═══ データ一覧 ═══

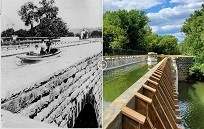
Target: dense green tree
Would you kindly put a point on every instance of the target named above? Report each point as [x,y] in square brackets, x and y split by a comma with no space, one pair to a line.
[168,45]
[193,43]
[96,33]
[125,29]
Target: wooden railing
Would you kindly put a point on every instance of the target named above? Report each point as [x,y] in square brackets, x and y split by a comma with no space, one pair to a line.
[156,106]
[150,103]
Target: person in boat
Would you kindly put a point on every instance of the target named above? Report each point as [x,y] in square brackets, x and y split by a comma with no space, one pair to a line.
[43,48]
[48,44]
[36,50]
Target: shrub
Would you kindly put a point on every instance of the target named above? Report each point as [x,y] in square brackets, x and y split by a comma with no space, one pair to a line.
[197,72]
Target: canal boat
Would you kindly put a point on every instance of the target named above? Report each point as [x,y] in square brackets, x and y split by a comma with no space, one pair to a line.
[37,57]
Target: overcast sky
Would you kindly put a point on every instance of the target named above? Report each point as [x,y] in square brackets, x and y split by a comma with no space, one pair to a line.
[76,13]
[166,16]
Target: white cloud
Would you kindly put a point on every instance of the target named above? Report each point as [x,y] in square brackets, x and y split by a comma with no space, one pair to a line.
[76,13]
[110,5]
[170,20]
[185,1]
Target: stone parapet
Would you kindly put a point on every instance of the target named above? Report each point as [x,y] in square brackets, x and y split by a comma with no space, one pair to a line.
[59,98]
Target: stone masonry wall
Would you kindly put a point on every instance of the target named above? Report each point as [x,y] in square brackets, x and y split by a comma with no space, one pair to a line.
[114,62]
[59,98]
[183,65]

═══
═══ データ一覧 ═══

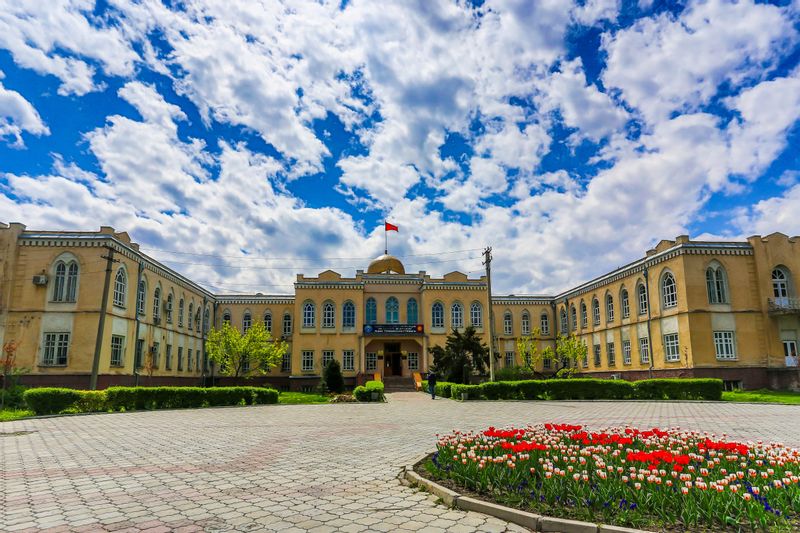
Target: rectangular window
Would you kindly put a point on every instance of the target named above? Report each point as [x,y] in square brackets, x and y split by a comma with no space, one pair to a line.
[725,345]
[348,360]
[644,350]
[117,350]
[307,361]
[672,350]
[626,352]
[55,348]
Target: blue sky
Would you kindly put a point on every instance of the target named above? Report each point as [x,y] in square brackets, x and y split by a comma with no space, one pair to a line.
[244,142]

═══
═══ データ一覧 ═══

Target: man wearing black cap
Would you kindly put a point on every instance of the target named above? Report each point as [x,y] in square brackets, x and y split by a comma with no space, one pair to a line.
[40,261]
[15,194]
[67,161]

═══

◆ 問題文:
上のデータで、「stone」という語が入っている行を数えて、その数だけを答えてください。

◆ 問題の答え:
2